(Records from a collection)

········

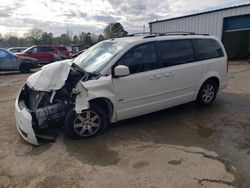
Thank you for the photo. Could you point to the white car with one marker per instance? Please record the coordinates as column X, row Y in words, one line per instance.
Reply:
column 119, row 79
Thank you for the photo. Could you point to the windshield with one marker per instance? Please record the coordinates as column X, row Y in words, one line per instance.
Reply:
column 97, row 57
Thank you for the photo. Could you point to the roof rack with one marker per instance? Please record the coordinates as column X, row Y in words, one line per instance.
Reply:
column 151, row 34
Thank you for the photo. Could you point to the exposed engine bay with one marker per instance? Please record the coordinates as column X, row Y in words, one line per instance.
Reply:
column 50, row 107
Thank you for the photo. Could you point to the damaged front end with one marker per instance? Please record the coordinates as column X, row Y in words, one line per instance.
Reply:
column 39, row 106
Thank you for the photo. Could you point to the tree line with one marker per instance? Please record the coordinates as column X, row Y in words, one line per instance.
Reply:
column 37, row 36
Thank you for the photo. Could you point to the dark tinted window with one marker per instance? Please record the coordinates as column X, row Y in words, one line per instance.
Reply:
column 3, row 53
column 35, row 49
column 207, row 49
column 175, row 52
column 61, row 48
column 46, row 49
column 140, row 58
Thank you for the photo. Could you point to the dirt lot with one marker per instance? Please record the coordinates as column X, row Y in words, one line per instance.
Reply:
column 185, row 146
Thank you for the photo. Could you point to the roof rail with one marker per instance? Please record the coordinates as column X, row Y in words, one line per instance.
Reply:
column 151, row 34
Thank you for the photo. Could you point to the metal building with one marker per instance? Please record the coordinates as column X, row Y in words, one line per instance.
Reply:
column 231, row 25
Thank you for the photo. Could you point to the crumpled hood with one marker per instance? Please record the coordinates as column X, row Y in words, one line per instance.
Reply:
column 51, row 77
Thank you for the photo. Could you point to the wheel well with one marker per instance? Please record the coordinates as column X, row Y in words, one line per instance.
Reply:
column 105, row 104
column 216, row 80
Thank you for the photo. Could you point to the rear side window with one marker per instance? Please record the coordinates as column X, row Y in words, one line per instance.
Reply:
column 175, row 52
column 3, row 54
column 207, row 49
column 46, row 49
column 140, row 58
column 61, row 48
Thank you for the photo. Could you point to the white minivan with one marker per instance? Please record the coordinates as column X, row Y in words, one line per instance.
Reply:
column 118, row 79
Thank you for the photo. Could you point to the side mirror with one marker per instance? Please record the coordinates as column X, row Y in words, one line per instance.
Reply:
column 121, row 70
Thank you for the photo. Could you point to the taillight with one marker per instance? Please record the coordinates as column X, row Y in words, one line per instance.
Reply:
column 227, row 66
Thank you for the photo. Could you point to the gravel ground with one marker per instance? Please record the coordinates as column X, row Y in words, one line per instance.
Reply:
column 185, row 146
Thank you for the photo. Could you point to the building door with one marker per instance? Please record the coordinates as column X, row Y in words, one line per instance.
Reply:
column 236, row 36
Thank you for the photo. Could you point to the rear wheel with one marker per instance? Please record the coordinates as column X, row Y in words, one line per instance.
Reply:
column 89, row 123
column 207, row 93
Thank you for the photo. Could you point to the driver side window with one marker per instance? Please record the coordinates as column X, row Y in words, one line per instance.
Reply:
column 140, row 58
column 35, row 49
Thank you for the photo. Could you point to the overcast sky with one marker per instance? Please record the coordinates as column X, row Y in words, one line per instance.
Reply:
column 57, row 16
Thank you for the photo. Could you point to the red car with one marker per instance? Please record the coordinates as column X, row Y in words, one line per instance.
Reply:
column 46, row 53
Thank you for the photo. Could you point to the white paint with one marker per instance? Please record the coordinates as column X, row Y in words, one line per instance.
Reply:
column 51, row 77
column 134, row 94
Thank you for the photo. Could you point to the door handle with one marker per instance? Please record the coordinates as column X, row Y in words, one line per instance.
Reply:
column 154, row 77
column 168, row 74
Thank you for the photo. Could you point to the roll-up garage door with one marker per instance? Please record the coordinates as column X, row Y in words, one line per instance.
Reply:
column 236, row 36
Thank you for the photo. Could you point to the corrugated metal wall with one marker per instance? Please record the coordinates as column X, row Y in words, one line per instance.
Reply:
column 209, row 23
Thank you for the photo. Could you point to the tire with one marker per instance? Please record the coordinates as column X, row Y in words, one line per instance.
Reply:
column 24, row 68
column 91, row 122
column 207, row 93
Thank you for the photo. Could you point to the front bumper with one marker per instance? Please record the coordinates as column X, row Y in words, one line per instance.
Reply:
column 24, row 123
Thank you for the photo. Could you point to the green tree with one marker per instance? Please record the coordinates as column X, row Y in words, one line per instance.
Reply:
column 114, row 30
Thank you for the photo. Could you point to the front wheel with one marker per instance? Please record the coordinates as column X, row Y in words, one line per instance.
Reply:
column 89, row 123
column 207, row 93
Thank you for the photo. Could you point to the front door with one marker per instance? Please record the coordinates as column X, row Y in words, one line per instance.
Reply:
column 139, row 92
column 8, row 61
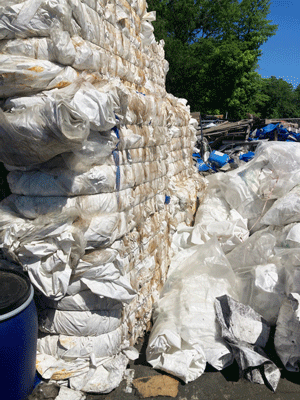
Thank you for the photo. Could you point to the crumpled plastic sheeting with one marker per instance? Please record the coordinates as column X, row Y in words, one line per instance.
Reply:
column 287, row 335
column 32, row 75
column 185, row 334
column 69, row 394
column 34, row 18
column 103, row 279
column 246, row 332
column 80, row 323
column 100, row 375
column 99, row 179
column 215, row 218
column 41, row 132
column 251, row 189
column 70, row 348
column 285, row 210
column 48, row 250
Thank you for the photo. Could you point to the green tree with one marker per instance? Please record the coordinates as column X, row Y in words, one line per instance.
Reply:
column 213, row 48
column 277, row 98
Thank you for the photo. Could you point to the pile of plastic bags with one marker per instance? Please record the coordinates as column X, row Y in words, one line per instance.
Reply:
column 101, row 174
column 243, row 251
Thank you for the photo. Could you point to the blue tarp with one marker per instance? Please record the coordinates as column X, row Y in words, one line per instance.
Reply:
column 268, row 132
column 247, row 156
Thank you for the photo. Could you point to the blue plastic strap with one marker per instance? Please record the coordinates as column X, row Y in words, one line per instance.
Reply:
column 118, row 174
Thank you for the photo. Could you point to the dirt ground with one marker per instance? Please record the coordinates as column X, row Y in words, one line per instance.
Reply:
column 212, row 385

········

Return all of the lines above verbatim, omitting the pictures.

Thank you for the photo. Could you point to the white car with one marker per instance? Please record the coordinates as column X, row Y in words, one line per instance.
Reply:
column 119, row 79
Thank you for the photo. Could you point to the windshield with one marker per instance? Please record the coordinates as column X, row Y in words, one line per instance.
Reply:
column 97, row 57
Thank you for the photo. Could you point to the roof rack with one marker per instance? Please record the coordinates as column X, row Y in words, one line per instance.
Reply:
column 151, row 34
Thank you for the photo. Could you point to the exposed engine bay with one marker per instance? Please record the coordinates as column X, row Y in words, one line per instance.
Reply:
column 50, row 107
Thank you for the photo. Could you point to the damaged front end with one marker per instance? Please record the coordinates as column X, row Y in words, one line per instance.
Reply:
column 39, row 106
Thank you for the photo. Could you point to the tree line with one marker per instance? Please record the coordinates as column X, row Y in words, one line per instance.
Reply:
column 37, row 36
Thank you for the photo. Could you point to the dark tinted window with one marker per instance? Please record the coordinates as column X, row Y in words, one line per instance.
Reply:
column 3, row 53
column 35, row 49
column 207, row 49
column 175, row 52
column 61, row 48
column 46, row 49
column 140, row 58
Thank you for the photo. Could you point to the dirt lot with one marker per instance? Please record the coordinates as column X, row Y in words, one line per instance.
Reply:
column 185, row 146
Thank you for the photo. Could you point to the roof rail with one marker per instance? Please record the coordinates as column X, row Y in words, one line per instance.
Reply:
column 151, row 34
Thank you for the photo. Could you point to the metal building with one marker per instance? Please record the coordinates as column X, row Y in words, one line per instance.
Reply:
column 231, row 25
Thank you for the photo. Could you point to the crumpled hood with one marker per instance? Please record the coordinates as column X, row Y in words, one line per instance.
Reply:
column 51, row 77
Thank you for the photo. Could you point to the wheel well with one marker per instance? Please record the coordinates as column X, row Y in words, one line per instance.
Reply:
column 105, row 104
column 216, row 80
Thank you for the photo. Could you point to the rear side window with one marker per instance? Please record the coordinates as column X, row Y in words, one line per instance.
Reply:
column 175, row 52
column 3, row 54
column 207, row 49
column 46, row 49
column 140, row 58
column 61, row 48
Thank you for the photo. Could you point to the white minivan with one marker per instance? Please record the coordinates as column X, row Y in words, one line per instance.
Reply:
column 118, row 79
Thank you for the photo. Could you point to the side mirror with one marker per instance? Please record the coordinates as column X, row Y in words, one line per instance.
Reply:
column 121, row 70
Thank you for the photo. Could you point to the taillight with one marker per instance? Please record the coordinates as column X, row Y in words, one line per instance.
Reply:
column 227, row 66
Thank you for the photo. Could you point to the gravel ground with one marker per instance? Please record the coordinates as column X, row Y in words, one line per instance.
Reply:
column 185, row 146
Thank you for the photo. Could you point to the building door with one marker per instance? Please record the coordinates as column X, row Y in words, one line per instance.
Reply:
column 236, row 36
Thank you for the photo. Could you point to the rear wheel with one marker per instance? Please record the coordinates as column X, row Y in words, one line per instance.
Reply:
column 89, row 123
column 207, row 93
Thank you for the photo. Could you point to the driver side window with one marker per instance? Please record the coordinates as column X, row Y in words, one line per instance.
Reply:
column 140, row 58
column 35, row 49
Thank you for the photo. Could you point to the overcast sky with one marker per instance? Please record the coordinates as column X, row Y in words, one line per instance.
Reply:
column 57, row 16
Thank you for the photo. Could you point to the red car with one marker per instance? Please record the coordinates as column X, row Y in words, one line per instance.
Reply:
column 46, row 53
Thank you for the photo. Could you point to the white paint with one marker per instance? Please record the coordinates as column X, row Y in words, one line per instance.
Reply:
column 51, row 77
column 134, row 94
Thank you for the photo. Could you point to the door handle with one marker per instance? Please record the coordinates as column X, row Y in words, one line per instance.
Reply:
column 154, row 77
column 168, row 74
Thank you for the photo. Could you point to the roll-up garage door with one marker per instance? Please record the coordinates as column X, row Y in words, one line per instance.
Reply:
column 236, row 36
Thank you for the photo. Could you point to the corrugated metal wall with one marker per instance? Please record the coordinates as column X, row Y in words, one line per instance.
Reply:
column 209, row 23
Thank you for the photo. Could you point to the tire with one marker per instance? Please record the coordinates as column X, row Y in words, one line per instance.
Reply:
column 24, row 68
column 91, row 122
column 207, row 93
Thank you for the photo. Could you point to the front bumper with one marker per instance? Please record the coordinates as column X, row Y in words, one line per instance.
Reply:
column 24, row 123
Thank you for the photo. Could you point to the green tree with one marker per instance? Please record the coordinates as column X, row Y in words, one line per instance.
Reply:
column 114, row 30
Thank you for the photo. Could you point to the front wheel with one marker per instance? Please record the coordinates as column X, row Y in words, one line per instance.
Reply:
column 89, row 123
column 207, row 93
Thank you for the photo. Could you point to the front door with one marker per instance? Please record the coordinates as column X, row Y in words, one line per instance.
Reply:
column 139, row 92
column 8, row 61
Thank you for the photo. Could you point to the crumpled plastic sheeting with one marker per instance? Please record the coordinates as column X, row Y in words, one line per instance.
Reply:
column 287, row 335
column 32, row 75
column 185, row 334
column 69, row 394
column 34, row 18
column 103, row 279
column 246, row 332
column 80, row 323
column 100, row 375
column 99, row 179
column 215, row 218
column 41, row 132
column 251, row 189
column 70, row 348
column 285, row 210
column 48, row 250
Thank you for the photo. Could you point to the green tree with one marker per instance? Please record the coordinates as column X, row Y in words, one line per instance.
Reply:
column 213, row 48
column 277, row 98
Thank you for the photo. Could you point to the pile of plastic bags with one marker per instance? Please record the coordinates as column X, row Y in words, one line per instance.
Reply:
column 101, row 174
column 243, row 251
Thank you for the photo. Could you point to the blue tarp with one marker per instance? Please record the coordinates as column X, row Y in words, one line per instance.
Reply:
column 268, row 132
column 247, row 156
Thank you for the photo. Could you point to the blue plastic strap with one marker per instance? Please record the coordinates as column X, row Y in words, one line per instance.
Reply:
column 118, row 174
Thank you for the photo. Could you point to the dirt ground with one marker per instance? Please record the coordinates as column X, row Y in words, one line per instance.
Reply:
column 212, row 385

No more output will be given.